Task details :: Repeat exactly each line of the data provided below.

Excerpts from point annotation data:
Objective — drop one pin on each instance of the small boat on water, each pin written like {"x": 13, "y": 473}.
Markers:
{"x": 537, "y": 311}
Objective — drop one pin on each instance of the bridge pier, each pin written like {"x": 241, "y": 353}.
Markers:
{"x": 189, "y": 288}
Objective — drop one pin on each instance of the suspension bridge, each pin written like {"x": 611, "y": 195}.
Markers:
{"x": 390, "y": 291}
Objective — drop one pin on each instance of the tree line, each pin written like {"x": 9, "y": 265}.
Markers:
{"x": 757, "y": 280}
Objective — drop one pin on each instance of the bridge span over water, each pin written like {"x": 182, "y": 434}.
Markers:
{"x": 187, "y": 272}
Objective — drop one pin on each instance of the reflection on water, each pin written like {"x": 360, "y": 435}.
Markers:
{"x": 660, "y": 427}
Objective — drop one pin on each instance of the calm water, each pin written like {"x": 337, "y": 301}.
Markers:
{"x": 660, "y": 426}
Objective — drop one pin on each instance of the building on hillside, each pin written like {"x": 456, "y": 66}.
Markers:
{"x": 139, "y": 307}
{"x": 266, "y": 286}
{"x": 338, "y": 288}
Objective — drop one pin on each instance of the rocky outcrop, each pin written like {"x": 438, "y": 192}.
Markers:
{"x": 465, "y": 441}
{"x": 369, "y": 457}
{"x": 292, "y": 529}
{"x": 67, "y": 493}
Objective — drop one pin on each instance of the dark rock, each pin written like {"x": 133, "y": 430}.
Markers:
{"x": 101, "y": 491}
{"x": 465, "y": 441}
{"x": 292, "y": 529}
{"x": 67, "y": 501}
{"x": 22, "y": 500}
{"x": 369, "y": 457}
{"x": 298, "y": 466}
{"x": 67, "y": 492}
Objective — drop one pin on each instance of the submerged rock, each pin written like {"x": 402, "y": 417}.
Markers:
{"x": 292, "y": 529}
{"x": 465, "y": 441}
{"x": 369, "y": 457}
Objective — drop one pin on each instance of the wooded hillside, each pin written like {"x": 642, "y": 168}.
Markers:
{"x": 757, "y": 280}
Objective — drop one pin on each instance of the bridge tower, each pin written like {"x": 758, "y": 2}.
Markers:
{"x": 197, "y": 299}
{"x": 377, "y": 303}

The output ::
Objective — drop one pin on each instance of the small boat on water, each pin written like {"x": 13, "y": 473}.
Markers:
{"x": 537, "y": 311}
Objective — drop one pin on each instance of the bridge pier, each pin written like {"x": 241, "y": 353}.
Markers:
{"x": 189, "y": 288}
Objective — drop one pin on each instance of the suspension bridge, each pin written like {"x": 611, "y": 195}.
Markers:
{"x": 390, "y": 291}
Objective — drop one pin on each instance of the tree line, each pin written like {"x": 9, "y": 265}.
Markers:
{"x": 757, "y": 280}
Objective — drop one pin on each instance of the bridge span over water, each pin written like {"x": 182, "y": 434}.
Markers:
{"x": 187, "y": 272}
Objective — drop one pin on each instance of the reflection on water, each pin written like {"x": 360, "y": 435}.
Markers:
{"x": 660, "y": 427}
Objective — drop one pin on each instance of the calm water, each pin written like {"x": 337, "y": 301}.
Markers:
{"x": 660, "y": 426}
Objective — drop one pin on each instance of the building on hillside, each pin written like {"x": 456, "y": 66}.
Markers:
{"x": 139, "y": 307}
{"x": 266, "y": 286}
{"x": 338, "y": 288}
Objective — drop one pin on each instance of the rocky outcrop, each pin written like {"x": 438, "y": 192}.
Markers:
{"x": 465, "y": 441}
{"x": 369, "y": 457}
{"x": 292, "y": 529}
{"x": 67, "y": 493}
Objective — drop one pin on each instance of the dark rock, each pin written like {"x": 133, "y": 430}.
Markers:
{"x": 101, "y": 491}
{"x": 465, "y": 441}
{"x": 292, "y": 529}
{"x": 67, "y": 501}
{"x": 22, "y": 500}
{"x": 369, "y": 457}
{"x": 298, "y": 466}
{"x": 67, "y": 492}
Objective — drop one pin on each instance of the submerged rock, each pin written like {"x": 402, "y": 417}.
Markers:
{"x": 292, "y": 529}
{"x": 465, "y": 441}
{"x": 369, "y": 457}
Objective — drop one pin on each instance of the wooded hillside, each pin written like {"x": 642, "y": 168}.
Markers:
{"x": 757, "y": 280}
Objective — drop one pin on each instance of the bridge tower, each pin written like {"x": 758, "y": 2}.
Markers:
{"x": 197, "y": 299}
{"x": 377, "y": 303}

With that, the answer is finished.